┌──

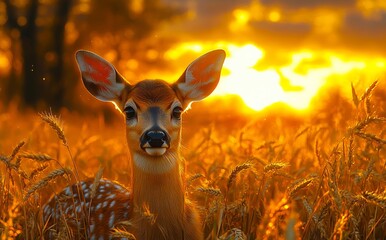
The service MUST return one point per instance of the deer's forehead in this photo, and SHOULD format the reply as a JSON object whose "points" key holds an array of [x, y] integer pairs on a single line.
{"points": [[149, 93]]}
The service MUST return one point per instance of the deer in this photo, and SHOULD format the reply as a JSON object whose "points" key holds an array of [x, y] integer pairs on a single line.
{"points": [[152, 110]]}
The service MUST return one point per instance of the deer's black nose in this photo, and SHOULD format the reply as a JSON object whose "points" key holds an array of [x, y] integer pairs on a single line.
{"points": [[155, 138]]}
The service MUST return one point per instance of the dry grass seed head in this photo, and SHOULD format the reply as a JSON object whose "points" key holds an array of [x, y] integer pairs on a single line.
{"points": [[274, 166], [38, 170], [55, 124], [121, 233], [379, 199], [44, 181], [292, 190], [16, 150], [368, 91], [95, 184], [192, 178], [40, 157], [237, 170], [210, 191]]}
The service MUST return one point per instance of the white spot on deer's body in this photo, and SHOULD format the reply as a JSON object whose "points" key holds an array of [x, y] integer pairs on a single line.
{"points": [[112, 196], [92, 226], [98, 206], [68, 191], [111, 219], [162, 165]]}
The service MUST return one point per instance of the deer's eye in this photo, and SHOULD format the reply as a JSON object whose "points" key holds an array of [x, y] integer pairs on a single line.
{"points": [[177, 113], [130, 113]]}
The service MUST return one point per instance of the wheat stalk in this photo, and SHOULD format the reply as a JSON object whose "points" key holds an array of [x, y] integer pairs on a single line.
{"points": [[95, 184], [210, 191], [44, 181], [292, 190], [379, 199], [16, 150], [236, 171], [274, 166], [40, 157], [119, 233], [54, 123]]}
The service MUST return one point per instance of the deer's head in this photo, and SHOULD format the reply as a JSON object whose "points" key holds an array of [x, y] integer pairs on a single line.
{"points": [[152, 108]]}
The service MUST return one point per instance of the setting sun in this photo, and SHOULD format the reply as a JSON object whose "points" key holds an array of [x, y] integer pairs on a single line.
{"points": [[295, 83]]}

└──

**What you need to do**
Rewrite the records from the line containing "The service MUST return one point per instance of the white" through the end of the records, requests included, and shift every point coordinate in the answers by -15. Leave the requests unchanged and give only these lines.

**Result for this exercise**
The service MUST return one point per instance of the white spot on deer's body in this photo, and SHOULD format the reply as a JSON object whose "points" key holds an array of [x, y] integer pairs on a single line.
{"points": [[97, 181], [77, 211], [83, 191], [53, 176], [96, 204], [147, 150]]}
The service MUST return one point per instance of the deer's eye in this photo, and SHOULD format the reply as a JSON object whose "points" key holds an array of [x, y] integer pairs on a single line.
{"points": [[162, 98], [115, 98]]}
The service MUST return one point per instance of the wheat stalk in this photo, and SHOULD format the reply as a JSON object whose "points" key holds an array of [x, y] integer pairs on a single line.
{"points": [[80, 169], [195, 176], [29, 166], [277, 175], [364, 184], [1, 135], [221, 156], [259, 151], [25, 142], [104, 218], [39, 108]]}
The service MUST return one point per instance of the deer's head in this photo, and SHOULD format the reply as a JSON object whose "points" key holds an array of [x, y] integer pairs on a single line.
{"points": [[137, 93]]}
The service MUST return one point per instance of the setting sun in this photo, and SHOULD format the reply as a JSON object whose "points" key holds an array of [x, y] integer pairs on a single line.
{"points": [[280, 68]]}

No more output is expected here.